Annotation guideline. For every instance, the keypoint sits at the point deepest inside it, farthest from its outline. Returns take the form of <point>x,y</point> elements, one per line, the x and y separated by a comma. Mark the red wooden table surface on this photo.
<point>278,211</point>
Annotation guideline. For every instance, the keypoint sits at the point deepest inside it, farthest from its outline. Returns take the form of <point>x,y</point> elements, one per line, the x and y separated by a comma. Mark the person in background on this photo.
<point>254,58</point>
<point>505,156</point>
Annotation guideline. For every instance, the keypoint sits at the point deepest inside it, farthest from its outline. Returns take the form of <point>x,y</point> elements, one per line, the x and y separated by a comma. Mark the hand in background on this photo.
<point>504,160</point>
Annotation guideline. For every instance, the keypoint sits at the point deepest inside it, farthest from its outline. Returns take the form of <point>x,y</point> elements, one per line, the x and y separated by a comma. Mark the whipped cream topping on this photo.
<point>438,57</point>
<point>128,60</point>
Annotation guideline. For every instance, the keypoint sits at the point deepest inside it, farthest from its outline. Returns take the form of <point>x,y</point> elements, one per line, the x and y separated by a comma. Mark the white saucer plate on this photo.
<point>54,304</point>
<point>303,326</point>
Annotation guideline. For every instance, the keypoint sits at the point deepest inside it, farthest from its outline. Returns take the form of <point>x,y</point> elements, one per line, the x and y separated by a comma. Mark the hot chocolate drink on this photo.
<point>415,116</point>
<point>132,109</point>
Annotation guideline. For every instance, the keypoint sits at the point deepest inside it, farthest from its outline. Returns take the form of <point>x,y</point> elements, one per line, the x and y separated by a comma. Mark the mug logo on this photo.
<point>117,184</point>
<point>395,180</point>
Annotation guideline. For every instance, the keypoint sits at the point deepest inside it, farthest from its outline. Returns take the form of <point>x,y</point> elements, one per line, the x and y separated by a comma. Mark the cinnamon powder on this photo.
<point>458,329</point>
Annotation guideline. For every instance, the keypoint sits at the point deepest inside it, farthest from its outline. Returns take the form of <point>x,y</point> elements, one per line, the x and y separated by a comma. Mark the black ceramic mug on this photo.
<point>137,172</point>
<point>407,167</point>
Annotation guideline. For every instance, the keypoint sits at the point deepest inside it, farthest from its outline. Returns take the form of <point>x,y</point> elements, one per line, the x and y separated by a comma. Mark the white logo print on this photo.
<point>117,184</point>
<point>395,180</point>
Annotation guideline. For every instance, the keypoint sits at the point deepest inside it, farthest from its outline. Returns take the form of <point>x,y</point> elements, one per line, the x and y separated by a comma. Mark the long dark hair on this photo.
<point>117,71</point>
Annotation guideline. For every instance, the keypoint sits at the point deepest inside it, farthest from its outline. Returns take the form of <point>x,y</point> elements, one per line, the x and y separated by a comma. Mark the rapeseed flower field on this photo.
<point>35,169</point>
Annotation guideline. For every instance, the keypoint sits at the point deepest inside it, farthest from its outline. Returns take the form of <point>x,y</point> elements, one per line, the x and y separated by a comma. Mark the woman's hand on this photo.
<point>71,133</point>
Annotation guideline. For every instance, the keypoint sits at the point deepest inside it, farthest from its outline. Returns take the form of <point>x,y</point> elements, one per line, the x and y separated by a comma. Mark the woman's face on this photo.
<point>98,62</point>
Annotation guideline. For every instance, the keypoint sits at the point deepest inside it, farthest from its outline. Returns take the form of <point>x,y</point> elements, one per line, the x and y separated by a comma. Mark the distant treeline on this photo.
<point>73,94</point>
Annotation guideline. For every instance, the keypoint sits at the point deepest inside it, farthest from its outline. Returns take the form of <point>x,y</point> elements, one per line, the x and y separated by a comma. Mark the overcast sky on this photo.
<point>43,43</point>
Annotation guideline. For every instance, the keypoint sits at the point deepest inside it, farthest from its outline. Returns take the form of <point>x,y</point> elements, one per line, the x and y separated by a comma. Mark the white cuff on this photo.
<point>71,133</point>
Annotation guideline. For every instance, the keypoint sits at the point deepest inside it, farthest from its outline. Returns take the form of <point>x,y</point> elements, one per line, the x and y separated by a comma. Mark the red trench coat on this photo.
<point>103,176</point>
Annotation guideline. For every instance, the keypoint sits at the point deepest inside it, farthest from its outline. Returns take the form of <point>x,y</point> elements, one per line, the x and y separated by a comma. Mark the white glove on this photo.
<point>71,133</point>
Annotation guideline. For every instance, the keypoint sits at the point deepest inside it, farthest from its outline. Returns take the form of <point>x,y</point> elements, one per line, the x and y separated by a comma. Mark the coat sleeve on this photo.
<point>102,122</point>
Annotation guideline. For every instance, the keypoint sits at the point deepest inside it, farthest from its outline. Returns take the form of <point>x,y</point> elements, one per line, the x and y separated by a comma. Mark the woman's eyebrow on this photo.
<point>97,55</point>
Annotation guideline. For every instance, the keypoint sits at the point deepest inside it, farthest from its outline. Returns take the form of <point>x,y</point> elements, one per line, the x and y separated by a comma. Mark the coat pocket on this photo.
==*==
## [Directive]
Revise the lines between the one holding "mug on this photo." and the one holding "<point>98,62</point>", inclusive, by replacing "woman's" with "person's" and leaving all else unchanged. Return only those lines.

## [Solution for this problem]
Annotation guideline. For every instance, the keypoint sits at the point deepest inside it, farthest from its outline. Returns take the form of <point>x,y</point> elements, one per line, the x and y separated by a comma. Mark the black ceramic mug on this photo.
<point>137,172</point>
<point>407,167</point>
Annotation guideline. For every instance, the keypoint sits at the point deepest inside it, farthest from its outline. Returns take the form of <point>x,y</point> elements, one per line, the x and y separated by a comma. Mark the white logo print on this photo.
<point>117,184</point>
<point>395,180</point>
Annotation guideline. For every instance, the keypoint sits at the point deepest inside it, farthest from its outline. Returns take the form of <point>x,y</point> elements, one per line, the x and y separated by a comma. Mark the long dark hair on this photo.
<point>117,71</point>
Annotation guideline. For every instance, the keypoint sits at the point deepest inside it, farthest from its outline. Returns take the form of <point>x,y</point> elements, one per line, the x and y separated by a comma. Mark the rapeseed flower field on this photo.
<point>35,169</point>
Annotation guideline. For every instance, the keypoint sits at the point deepest inside it, farthest from its outline. Returns take the form of <point>x,y</point> elements, one per line, the x and y separated by a comma. Mark the person's hand on this photo.
<point>71,133</point>
Annotation guideline. For every instance, the keypoint sits at the point deepest inside it, farthest from its outline. Returns take the form of <point>x,y</point> elements, one per line, the x and y separated by a comma. Mark the person's face on this photo.
<point>98,62</point>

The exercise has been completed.